» TASK TO COMPLETE:
Write out every line of the material exactly as it appears.

» DATA PROVIDED:
_____

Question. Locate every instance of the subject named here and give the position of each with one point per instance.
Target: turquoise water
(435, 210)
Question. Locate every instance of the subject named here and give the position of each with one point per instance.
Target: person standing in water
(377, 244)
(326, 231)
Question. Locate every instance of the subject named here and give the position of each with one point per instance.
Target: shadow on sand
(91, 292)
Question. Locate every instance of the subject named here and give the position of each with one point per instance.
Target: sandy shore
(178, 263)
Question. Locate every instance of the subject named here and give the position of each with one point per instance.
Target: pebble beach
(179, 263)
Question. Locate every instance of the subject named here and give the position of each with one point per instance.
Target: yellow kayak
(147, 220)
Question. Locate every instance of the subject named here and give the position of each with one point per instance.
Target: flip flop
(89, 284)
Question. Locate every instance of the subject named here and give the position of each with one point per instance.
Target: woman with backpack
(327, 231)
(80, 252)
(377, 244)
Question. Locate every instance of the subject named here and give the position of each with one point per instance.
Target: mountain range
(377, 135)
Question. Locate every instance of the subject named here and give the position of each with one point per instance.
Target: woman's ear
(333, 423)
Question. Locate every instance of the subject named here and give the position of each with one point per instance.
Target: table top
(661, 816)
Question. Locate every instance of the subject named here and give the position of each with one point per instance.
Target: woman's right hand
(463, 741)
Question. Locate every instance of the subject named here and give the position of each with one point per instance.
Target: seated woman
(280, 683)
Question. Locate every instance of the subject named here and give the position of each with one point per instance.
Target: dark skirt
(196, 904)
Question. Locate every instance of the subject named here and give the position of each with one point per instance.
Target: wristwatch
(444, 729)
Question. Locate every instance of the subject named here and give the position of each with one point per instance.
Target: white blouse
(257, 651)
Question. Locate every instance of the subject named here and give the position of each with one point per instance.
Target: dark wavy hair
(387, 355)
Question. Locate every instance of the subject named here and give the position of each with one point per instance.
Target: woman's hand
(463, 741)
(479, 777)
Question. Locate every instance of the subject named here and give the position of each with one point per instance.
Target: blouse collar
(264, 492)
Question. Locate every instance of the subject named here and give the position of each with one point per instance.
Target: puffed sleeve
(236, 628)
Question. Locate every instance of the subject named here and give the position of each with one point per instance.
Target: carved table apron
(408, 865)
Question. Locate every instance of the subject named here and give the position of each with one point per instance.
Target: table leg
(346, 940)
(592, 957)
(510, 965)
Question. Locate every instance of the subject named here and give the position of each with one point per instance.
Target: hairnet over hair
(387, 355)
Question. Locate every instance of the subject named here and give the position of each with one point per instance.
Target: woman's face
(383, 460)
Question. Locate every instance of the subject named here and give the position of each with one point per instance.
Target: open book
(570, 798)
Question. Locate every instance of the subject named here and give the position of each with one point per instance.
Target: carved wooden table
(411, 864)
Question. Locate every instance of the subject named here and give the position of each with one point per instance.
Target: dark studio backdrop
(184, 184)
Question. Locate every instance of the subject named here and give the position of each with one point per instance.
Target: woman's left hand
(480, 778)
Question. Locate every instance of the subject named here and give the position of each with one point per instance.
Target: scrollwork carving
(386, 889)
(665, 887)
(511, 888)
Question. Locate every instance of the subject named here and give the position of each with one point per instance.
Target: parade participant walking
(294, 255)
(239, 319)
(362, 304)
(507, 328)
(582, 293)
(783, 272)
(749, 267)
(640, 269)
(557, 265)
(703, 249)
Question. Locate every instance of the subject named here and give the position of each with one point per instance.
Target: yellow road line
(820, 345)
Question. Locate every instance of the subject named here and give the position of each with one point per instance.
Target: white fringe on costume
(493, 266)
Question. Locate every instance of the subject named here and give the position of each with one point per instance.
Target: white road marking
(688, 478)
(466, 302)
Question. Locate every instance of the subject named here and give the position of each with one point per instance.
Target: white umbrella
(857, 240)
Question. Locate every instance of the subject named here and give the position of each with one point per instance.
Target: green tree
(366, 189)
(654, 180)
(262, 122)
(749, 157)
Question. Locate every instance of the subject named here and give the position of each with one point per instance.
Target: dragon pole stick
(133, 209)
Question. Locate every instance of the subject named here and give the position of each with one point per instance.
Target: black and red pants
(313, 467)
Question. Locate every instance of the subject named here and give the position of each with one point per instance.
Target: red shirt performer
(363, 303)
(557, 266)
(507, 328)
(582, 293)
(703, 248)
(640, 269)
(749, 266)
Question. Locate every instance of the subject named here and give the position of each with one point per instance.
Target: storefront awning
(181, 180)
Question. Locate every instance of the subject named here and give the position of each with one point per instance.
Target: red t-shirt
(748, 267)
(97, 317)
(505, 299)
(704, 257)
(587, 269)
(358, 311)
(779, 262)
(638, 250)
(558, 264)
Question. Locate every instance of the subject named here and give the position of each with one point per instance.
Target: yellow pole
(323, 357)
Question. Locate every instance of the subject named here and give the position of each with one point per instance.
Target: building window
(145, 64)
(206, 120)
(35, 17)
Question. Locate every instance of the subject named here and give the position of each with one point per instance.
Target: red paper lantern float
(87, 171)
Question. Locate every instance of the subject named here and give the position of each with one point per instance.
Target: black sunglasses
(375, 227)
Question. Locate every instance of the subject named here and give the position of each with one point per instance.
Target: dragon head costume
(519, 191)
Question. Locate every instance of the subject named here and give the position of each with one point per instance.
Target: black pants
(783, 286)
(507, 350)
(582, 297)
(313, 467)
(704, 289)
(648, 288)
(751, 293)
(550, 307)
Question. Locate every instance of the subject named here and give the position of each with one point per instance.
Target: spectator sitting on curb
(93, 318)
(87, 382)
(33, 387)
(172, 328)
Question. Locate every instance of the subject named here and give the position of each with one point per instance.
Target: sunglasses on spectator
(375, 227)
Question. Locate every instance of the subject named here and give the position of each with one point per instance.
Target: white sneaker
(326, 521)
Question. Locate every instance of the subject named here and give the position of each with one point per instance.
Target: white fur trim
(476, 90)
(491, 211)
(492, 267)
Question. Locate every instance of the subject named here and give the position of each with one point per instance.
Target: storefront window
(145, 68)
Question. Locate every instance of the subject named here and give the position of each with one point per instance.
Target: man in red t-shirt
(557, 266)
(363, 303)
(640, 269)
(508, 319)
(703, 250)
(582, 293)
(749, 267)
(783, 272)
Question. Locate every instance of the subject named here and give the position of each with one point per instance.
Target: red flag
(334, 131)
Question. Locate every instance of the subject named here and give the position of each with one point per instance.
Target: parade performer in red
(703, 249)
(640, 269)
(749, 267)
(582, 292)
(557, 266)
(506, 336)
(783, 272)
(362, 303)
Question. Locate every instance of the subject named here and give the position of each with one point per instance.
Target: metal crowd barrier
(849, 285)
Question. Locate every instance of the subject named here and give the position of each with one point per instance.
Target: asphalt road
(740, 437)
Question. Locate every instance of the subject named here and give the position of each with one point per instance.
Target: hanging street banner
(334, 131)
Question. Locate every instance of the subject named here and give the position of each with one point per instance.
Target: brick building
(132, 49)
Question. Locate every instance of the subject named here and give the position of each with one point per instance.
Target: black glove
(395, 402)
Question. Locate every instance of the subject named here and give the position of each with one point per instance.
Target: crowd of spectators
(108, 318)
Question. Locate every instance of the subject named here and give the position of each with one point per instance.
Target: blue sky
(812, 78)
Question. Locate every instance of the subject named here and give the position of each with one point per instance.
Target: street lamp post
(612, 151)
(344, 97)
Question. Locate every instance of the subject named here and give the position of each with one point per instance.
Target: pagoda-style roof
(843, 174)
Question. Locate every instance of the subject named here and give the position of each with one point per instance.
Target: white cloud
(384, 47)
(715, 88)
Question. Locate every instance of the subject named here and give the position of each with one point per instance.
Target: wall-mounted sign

_____

» RESPONSE TO THIS EXERCISE:
Question. Locate every instance of the subject named here and give the position of each with one point per instance.
Target: turquoise water
(435, 210)
Question. Locate every instance of the subject named here and give the position of each with one point per instance.
Target: person standing in water
(377, 244)
(326, 231)
Question. Locate every instance of the subject named here and give the position of each with one point per instance.
Target: shadow on sand
(91, 292)
Question. Locate every instance of the subject named here and give the position of each with one point per instance.
Target: sandy shore
(178, 263)
Question. Locate every instance of the subject named here and give the position of each with one point per instance.
Target: pebble beach
(179, 263)
Question. Locate every instance of the subject named here and give the position of each with one point per instance.
Target: yellow kayak
(147, 220)
Question. Locate every instance of the subject named here and give the position of each with one point per instance.
Target: flip flop
(89, 284)
Question. Locate every instance of the subject named here and give the position of each with one point per instance.
Target: woman with backpack
(327, 231)
(80, 252)
(377, 244)
Question. Locate every instance of the subject named here and give the position of each with one point per instance.
Target: mountain range
(377, 135)
Question. Locate every instance of the subject named here and give the position of each with one point per instance.
Target: woman's ear
(333, 423)
Question. Locate every instance of the subject named here and give the position of each with one point per instance.
Target: table top
(661, 816)
Question. Locate every instance of the subject named here and give the position of each with one point per instance.
Target: woman's right hand
(463, 741)
Question. Locate every instance of the subject named here and give the position of each with one point per instance.
Target: seated woman
(280, 683)
Question. Locate every instance of the subject named here and give the position of each with one point per instance.
Target: dark skirt
(196, 904)
Question. Locate every instance of the subject named here and give the position of each with one point per instance.
Target: wristwatch
(444, 729)
Question. Locate every instance of the subject named here and give the position of each with one point per instance.
Target: white blouse
(257, 651)
Question. Locate every instance of the subject named here and give the position of each with one point per instance.
Target: dark wavy hair
(387, 355)
Question. Locate every instance of the subject named here and give the position of each with one point per instance.
Target: woman's hand
(463, 741)
(479, 777)
Question. Locate every instance of the subject named here and give the position of each with one point per instance.
Target: blouse collar
(264, 492)
Question. Locate every instance of the subject named here and give the position of each with one point per instance.
Target: puffed sleeve
(236, 628)
Question. Locate every instance of the subject named here and give the position of each with one point per instance.
Target: carved table apron
(408, 865)
Question. Locate every instance of the subject named here and give the position of each with one point per instance.
Target: table leg
(346, 940)
(592, 957)
(510, 965)
Question. Locate every instance of the subject named here and give the position of each with one point per instance.
Target: hairnet over hair
(387, 355)
Question. Locate every instance of the subject named here and give the position of each with one point per instance.
Target: woman's face
(383, 460)
Question. Locate every instance of the subject named here and give the position of each with one point per instance.
Target: open book
(570, 798)
Question. Locate every instance of the subject named here and give the position of each with one point per instance.
Target: carved wooden table
(411, 864)
Question. Locate every instance of the subject named here and give the position of each with one point per instance.
Target: dark studio backdrop
(184, 184)
Question. Locate every instance of the subject named here and give the position of each with one point per instance.
Target: woman's left hand
(480, 778)
Question. Locate every instance of the subject named here and give the position of each with one point per instance.
Target: scrollwork carving
(386, 889)
(665, 887)
(511, 888)
Question. Locate every instance of the subject named here and give the position of each with one point per instance.
Target: parade participant walking
(294, 255)
(239, 319)
(362, 304)
(507, 328)
(582, 293)
(783, 272)
(749, 267)
(640, 269)
(557, 265)
(703, 249)
Question. Locate every instance of the subject named here and give the position of each with one point per instance.
Target: yellow road line
(820, 345)
Question. Locate every instance of the subject named here and give the position of each with one point per instance.
Target: white fringe on costume
(493, 266)
Question. Locate every instance of the subject named here and give the position of each with one point per instance.
Target: white road marking
(688, 478)
(466, 302)
Question. Locate every instance of the subject named here and give the position of each with one point per instance.
Target: white umbrella
(857, 240)
Question. Locate every instance of the subject named here and give the position of each with one point per instance.
Target: green tree
(366, 189)
(654, 180)
(262, 122)
(749, 157)
Question. Locate every instance of the subject named here and give the position of each with one point per instance.
Target: dragon pole stick
(133, 209)
Question. Locate every instance of the subject named here and give the position of each with one point per instance.
Target: black and red pants
(313, 467)
Question. Locate every instance of the subject named here and give the position of each with one point per instance.
Target: red shirt performer
(363, 303)
(557, 266)
(507, 328)
(582, 293)
(703, 248)
(640, 269)
(749, 266)
Question. Locate every instance of the subject named here and give the position of each with one point per instance.
Target: storefront awning
(181, 180)
Question. Locate every instance of the subject named here and give the position of each with one point per instance.
Target: red t-shirt
(748, 267)
(97, 317)
(505, 299)
(704, 257)
(587, 269)
(358, 311)
(779, 262)
(638, 250)
(558, 264)
Question. Locate every instance of the subject named here and give the position of each with one point per instance.
Target: yellow pole
(323, 357)
Question. Locate every instance of the subject named here and give the position of each with one point per instance.
Target: building window
(145, 64)
(206, 120)
(35, 17)
Question. Locate every instance of the subject named here and give the position of each with one point per instance.
Target: red paper lantern float
(87, 171)
Question. Locate every instance of the subject named here and give the position of each with one point per instance.
Target: black sunglasses
(375, 227)
Question. Locate every instance of the subject named here and give the position of each with one point per instance.
Target: dragon head costume
(519, 191)
Question. Locate every instance of the subject named here and give the position of each with one point per instance.
Target: black pants
(783, 286)
(507, 350)
(582, 297)
(313, 467)
(704, 289)
(648, 288)
(751, 293)
(550, 307)
Question. Locate every instance of the subject named here and give the position of each with one point per instance.
Target: spectator sitting on curb
(93, 318)
(87, 382)
(33, 387)
(172, 328)
Question. Locate every instance of the subject named here and give the position of each with one point per instance.
Target: sunglasses on spectator
(375, 227)
Question. Locate every instance of the subject named here and give the position of each with one point per instance.
Target: white sneaker
(326, 521)
Question. Locate every instance of the subject named here and give the position of each with one point per instance.
Target: white fur trim
(476, 90)
(491, 211)
(492, 267)
Question. Locate every instance of the subject named here and give the position of each with one point per instance.
Target: storefront window
(145, 68)
Question. Locate every instance of the subject named here and give the position of each with one point per instance.
Target: man in red t-shirt
(557, 266)
(363, 303)
(640, 269)
(508, 319)
(703, 250)
(582, 293)
(749, 267)
(783, 272)
Question. Locate every instance of the subject named here and give the position of each with one point per instance.
Target: red flag
(334, 131)
Question. Locate every instance of the subject named here and give the position of each with one point per instance.
Target: parade performer in red
(703, 249)
(640, 269)
(749, 267)
(582, 292)
(557, 266)
(506, 336)
(783, 272)
(362, 303)
Question. Locate every instance of the subject named here and give the position of each with one point per instance.
Target: metal crowd barrier
(849, 285)
Question. Locate every instance of the subject named here and give the position of each with one point per instance.
Target: asphalt road
(740, 437)
Question. Locate every instance of the subject named here and give the position of each with one point per instance.
Target: hanging street banner
(334, 131)
Question. Locate every instance of the subject named here and give the position of each with one point per instance.
Target: brick building
(132, 49)
Question. Locate every instance of the subject named here and give the position of each with one point per instance.
Target: black glove
(395, 402)
Question. Locate every instance of the subject named here and give the position of each with one point per instance.
Target: crowd of spectators
(108, 318)
Question. Locate every instance of the subject named here and give the position of each with one point per instance.
Target: blue sky
(812, 78)
Question. Locate every instance of the subject named here and give the position of each with one point per instance.
Target: street lamp post
(612, 151)
(344, 97)
Question. Locate every instance of the subject named here and give the position of each with one point per instance.
Target: pagoda-style roof
(843, 174)
Question. Locate every instance of the subject named here and give the position of each with one point per instance.
Target: white cloud
(384, 47)
(715, 88)
Question. Locate every instance of the subject named here and give the position of each with one point per instance.
Target: wall-mounted sign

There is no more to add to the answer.